What to work on: In the data below, retype exactly the line that contains "Expected: one point per instance of the bear's claw, reported" and every line after it, through the last.

[Input records — start]

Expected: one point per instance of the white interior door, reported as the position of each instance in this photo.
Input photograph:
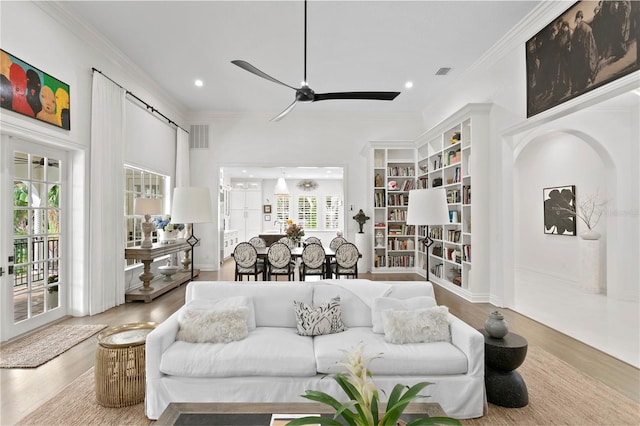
(34, 281)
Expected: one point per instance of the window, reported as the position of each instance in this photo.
(139, 183)
(308, 212)
(332, 212)
(282, 208)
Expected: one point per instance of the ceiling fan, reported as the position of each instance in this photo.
(305, 93)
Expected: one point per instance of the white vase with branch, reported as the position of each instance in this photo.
(590, 211)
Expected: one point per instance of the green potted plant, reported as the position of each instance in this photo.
(362, 408)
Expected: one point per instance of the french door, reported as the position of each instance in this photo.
(34, 280)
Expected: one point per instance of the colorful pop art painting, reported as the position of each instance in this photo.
(29, 91)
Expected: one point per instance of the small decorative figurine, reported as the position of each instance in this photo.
(361, 218)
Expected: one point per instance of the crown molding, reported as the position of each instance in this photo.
(87, 34)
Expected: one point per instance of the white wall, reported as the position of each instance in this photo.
(301, 139)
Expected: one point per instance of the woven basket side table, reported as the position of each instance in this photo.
(120, 365)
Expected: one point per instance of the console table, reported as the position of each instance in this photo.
(152, 288)
(505, 386)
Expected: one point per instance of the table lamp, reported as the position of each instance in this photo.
(427, 207)
(147, 207)
(191, 205)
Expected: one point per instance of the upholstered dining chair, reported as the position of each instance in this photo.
(246, 258)
(313, 240)
(279, 261)
(347, 256)
(313, 261)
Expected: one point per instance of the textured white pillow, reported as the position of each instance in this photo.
(228, 302)
(324, 319)
(383, 303)
(420, 325)
(214, 326)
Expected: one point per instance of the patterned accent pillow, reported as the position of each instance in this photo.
(420, 325)
(324, 319)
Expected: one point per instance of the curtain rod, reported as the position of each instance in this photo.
(149, 107)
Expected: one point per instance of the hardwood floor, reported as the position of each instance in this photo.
(23, 390)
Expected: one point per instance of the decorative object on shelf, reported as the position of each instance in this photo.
(147, 207)
(307, 185)
(363, 407)
(294, 232)
(427, 207)
(559, 210)
(361, 218)
(496, 325)
(588, 71)
(192, 205)
(379, 239)
(455, 138)
(590, 210)
(167, 231)
(168, 270)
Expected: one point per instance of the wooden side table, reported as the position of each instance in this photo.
(120, 364)
(505, 386)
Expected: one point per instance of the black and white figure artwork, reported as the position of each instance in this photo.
(591, 44)
(560, 210)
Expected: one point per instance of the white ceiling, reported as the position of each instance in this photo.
(352, 46)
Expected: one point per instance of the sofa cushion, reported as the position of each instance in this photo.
(272, 300)
(382, 303)
(437, 358)
(213, 326)
(323, 319)
(266, 351)
(419, 325)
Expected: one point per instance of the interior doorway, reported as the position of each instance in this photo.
(34, 279)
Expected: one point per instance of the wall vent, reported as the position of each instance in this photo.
(199, 136)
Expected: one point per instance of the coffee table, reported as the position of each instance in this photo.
(259, 413)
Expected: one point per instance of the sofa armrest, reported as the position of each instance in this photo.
(158, 341)
(471, 342)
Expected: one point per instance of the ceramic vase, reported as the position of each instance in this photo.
(496, 326)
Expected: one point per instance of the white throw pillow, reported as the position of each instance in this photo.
(420, 325)
(228, 302)
(383, 303)
(215, 326)
(324, 319)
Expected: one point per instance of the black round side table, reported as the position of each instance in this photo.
(505, 386)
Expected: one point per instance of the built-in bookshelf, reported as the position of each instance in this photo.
(393, 176)
(445, 160)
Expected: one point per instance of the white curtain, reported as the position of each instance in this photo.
(182, 158)
(106, 207)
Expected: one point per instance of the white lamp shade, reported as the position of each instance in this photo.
(281, 187)
(427, 207)
(144, 206)
(191, 205)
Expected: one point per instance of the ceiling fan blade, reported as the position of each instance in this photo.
(379, 96)
(253, 70)
(285, 112)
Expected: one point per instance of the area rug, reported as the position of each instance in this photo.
(558, 394)
(37, 348)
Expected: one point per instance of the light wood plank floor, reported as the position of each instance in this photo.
(23, 390)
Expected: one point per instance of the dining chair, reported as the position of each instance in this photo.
(279, 261)
(313, 261)
(246, 258)
(313, 240)
(337, 242)
(347, 256)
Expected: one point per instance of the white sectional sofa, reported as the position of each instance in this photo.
(276, 364)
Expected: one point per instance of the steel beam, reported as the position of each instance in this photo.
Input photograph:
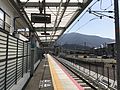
(52, 4)
(48, 28)
(117, 39)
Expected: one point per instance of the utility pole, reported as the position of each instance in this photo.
(117, 39)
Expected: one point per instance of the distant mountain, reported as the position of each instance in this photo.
(81, 39)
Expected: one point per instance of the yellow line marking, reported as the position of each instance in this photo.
(56, 82)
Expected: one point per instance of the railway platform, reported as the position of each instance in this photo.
(51, 75)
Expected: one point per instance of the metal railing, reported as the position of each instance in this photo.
(14, 60)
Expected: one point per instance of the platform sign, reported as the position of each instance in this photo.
(40, 18)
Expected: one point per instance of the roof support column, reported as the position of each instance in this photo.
(117, 37)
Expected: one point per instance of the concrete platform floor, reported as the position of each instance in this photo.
(41, 79)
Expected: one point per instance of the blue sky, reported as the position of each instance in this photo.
(92, 25)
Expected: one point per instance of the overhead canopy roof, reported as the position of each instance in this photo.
(63, 13)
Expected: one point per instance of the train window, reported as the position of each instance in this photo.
(1, 19)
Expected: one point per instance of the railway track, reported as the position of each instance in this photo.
(81, 80)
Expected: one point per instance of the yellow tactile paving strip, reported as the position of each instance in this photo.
(56, 82)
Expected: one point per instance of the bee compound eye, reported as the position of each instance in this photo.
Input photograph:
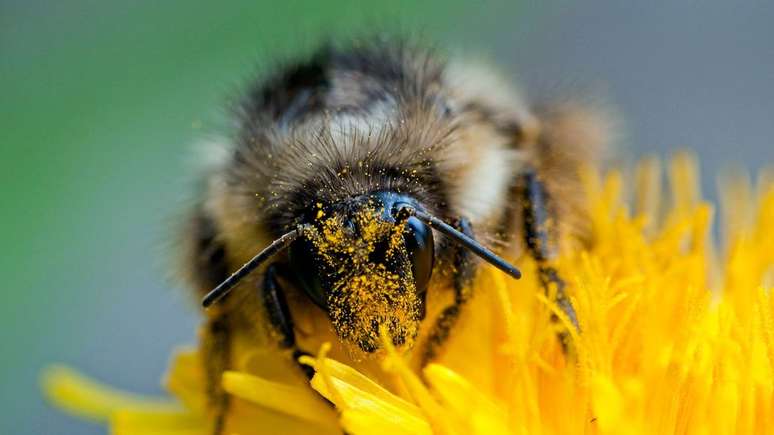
(421, 249)
(305, 266)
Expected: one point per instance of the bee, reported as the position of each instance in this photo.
(361, 189)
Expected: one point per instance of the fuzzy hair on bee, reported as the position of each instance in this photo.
(332, 152)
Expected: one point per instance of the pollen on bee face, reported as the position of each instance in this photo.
(373, 286)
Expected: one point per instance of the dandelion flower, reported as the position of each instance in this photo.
(675, 337)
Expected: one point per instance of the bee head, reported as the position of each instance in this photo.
(367, 264)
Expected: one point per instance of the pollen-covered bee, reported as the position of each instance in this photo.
(360, 190)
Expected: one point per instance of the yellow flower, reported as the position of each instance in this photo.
(674, 338)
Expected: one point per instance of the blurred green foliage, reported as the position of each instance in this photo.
(99, 102)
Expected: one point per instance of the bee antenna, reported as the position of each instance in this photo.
(276, 246)
(461, 239)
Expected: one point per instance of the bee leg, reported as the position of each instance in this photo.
(463, 274)
(216, 351)
(279, 314)
(540, 236)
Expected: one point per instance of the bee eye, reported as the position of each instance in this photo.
(305, 266)
(420, 247)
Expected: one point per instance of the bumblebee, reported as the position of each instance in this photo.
(360, 190)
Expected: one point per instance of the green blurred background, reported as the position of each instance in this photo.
(101, 101)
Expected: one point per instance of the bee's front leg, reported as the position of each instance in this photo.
(216, 354)
(276, 305)
(541, 238)
(464, 271)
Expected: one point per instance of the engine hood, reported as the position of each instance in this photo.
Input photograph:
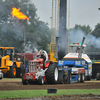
(74, 56)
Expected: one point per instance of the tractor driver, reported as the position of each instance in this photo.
(77, 50)
(44, 58)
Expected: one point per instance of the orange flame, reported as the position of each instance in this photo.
(15, 13)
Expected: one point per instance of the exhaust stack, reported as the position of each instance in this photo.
(81, 49)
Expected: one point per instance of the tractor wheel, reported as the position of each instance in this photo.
(69, 77)
(12, 72)
(79, 78)
(82, 78)
(40, 80)
(87, 78)
(52, 74)
(98, 76)
(25, 82)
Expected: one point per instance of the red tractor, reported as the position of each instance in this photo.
(36, 69)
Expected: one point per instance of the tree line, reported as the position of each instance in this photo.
(33, 34)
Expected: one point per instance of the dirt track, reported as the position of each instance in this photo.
(16, 84)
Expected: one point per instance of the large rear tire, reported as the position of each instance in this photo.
(98, 76)
(40, 80)
(52, 74)
(25, 82)
(12, 72)
(82, 78)
(69, 77)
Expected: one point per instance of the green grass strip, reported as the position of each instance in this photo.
(38, 93)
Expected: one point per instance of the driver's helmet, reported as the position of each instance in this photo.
(42, 53)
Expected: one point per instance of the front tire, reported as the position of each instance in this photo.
(52, 74)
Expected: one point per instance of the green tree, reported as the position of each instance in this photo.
(96, 31)
(84, 28)
(13, 30)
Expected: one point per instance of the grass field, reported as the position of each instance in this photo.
(39, 93)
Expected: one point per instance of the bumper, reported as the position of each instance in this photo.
(29, 76)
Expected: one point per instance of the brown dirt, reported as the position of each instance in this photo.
(16, 84)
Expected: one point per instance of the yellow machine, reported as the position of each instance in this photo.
(9, 64)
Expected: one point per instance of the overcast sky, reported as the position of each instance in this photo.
(83, 12)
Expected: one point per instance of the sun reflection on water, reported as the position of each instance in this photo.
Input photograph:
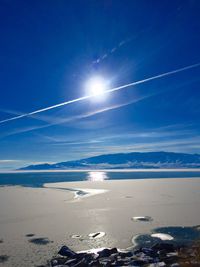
(97, 176)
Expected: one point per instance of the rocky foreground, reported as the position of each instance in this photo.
(161, 254)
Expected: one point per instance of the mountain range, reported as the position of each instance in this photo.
(134, 160)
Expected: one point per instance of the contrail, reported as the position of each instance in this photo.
(108, 91)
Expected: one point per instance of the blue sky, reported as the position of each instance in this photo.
(48, 51)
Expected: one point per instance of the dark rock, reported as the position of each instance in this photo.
(57, 261)
(138, 263)
(30, 235)
(166, 246)
(81, 263)
(40, 241)
(3, 258)
(113, 251)
(104, 253)
(125, 254)
(65, 251)
(149, 252)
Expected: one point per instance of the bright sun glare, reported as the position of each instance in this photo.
(96, 86)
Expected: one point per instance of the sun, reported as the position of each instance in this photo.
(96, 86)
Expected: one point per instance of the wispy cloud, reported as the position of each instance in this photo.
(57, 121)
(159, 76)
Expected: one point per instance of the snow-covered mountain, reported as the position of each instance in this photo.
(134, 160)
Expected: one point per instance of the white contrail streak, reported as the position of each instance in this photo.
(108, 91)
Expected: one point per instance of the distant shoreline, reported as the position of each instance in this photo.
(104, 170)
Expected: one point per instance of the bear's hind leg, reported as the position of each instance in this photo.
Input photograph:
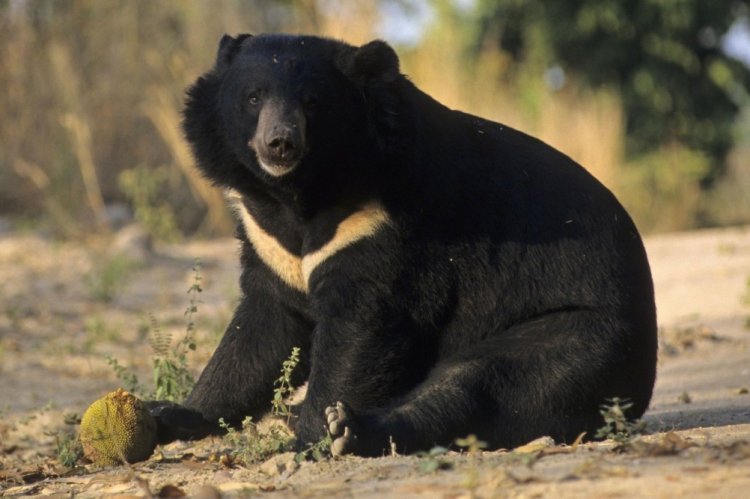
(547, 376)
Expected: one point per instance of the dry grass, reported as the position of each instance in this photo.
(94, 88)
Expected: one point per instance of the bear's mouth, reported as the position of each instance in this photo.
(277, 168)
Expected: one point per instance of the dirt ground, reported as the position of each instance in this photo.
(64, 307)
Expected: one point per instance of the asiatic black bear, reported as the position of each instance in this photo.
(444, 275)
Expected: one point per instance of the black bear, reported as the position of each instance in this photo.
(444, 275)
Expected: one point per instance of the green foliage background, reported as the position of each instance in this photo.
(639, 91)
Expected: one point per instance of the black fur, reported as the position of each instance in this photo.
(508, 295)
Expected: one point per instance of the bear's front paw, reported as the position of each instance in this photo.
(342, 428)
(176, 422)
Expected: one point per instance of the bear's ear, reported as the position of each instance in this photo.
(228, 48)
(373, 61)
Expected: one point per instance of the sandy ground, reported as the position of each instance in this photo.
(57, 327)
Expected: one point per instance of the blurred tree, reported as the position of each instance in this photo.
(664, 57)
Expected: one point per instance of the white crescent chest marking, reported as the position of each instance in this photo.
(292, 269)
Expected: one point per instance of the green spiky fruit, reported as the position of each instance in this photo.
(117, 428)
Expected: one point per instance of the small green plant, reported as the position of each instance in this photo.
(433, 460)
(251, 445)
(283, 386)
(68, 448)
(171, 377)
(143, 186)
(109, 277)
(617, 426)
(746, 301)
(474, 447)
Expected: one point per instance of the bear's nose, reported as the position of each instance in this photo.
(281, 145)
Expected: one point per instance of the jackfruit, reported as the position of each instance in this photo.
(117, 428)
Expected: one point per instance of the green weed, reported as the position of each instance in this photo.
(68, 448)
(251, 445)
(433, 460)
(284, 388)
(171, 377)
(617, 426)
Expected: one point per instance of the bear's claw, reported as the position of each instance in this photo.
(340, 426)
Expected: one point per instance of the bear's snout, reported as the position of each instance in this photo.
(279, 140)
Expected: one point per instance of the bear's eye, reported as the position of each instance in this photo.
(253, 99)
(309, 101)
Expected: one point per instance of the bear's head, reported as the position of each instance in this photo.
(281, 107)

[Input records — finish]

The answer:
Expected: one point per instance of the bear's claw, reported as the position of each instance in this photo.
(340, 426)
Expected: one point per instance of the bear's snout, reported as the position of each instance in this photo.
(279, 140)
Expected: one point per instance of the bear's eye, reported as the position of each instance in this photo.
(253, 99)
(309, 101)
Expected: one point per instance of the bear's head, reported as the position of each instance in this photo.
(281, 107)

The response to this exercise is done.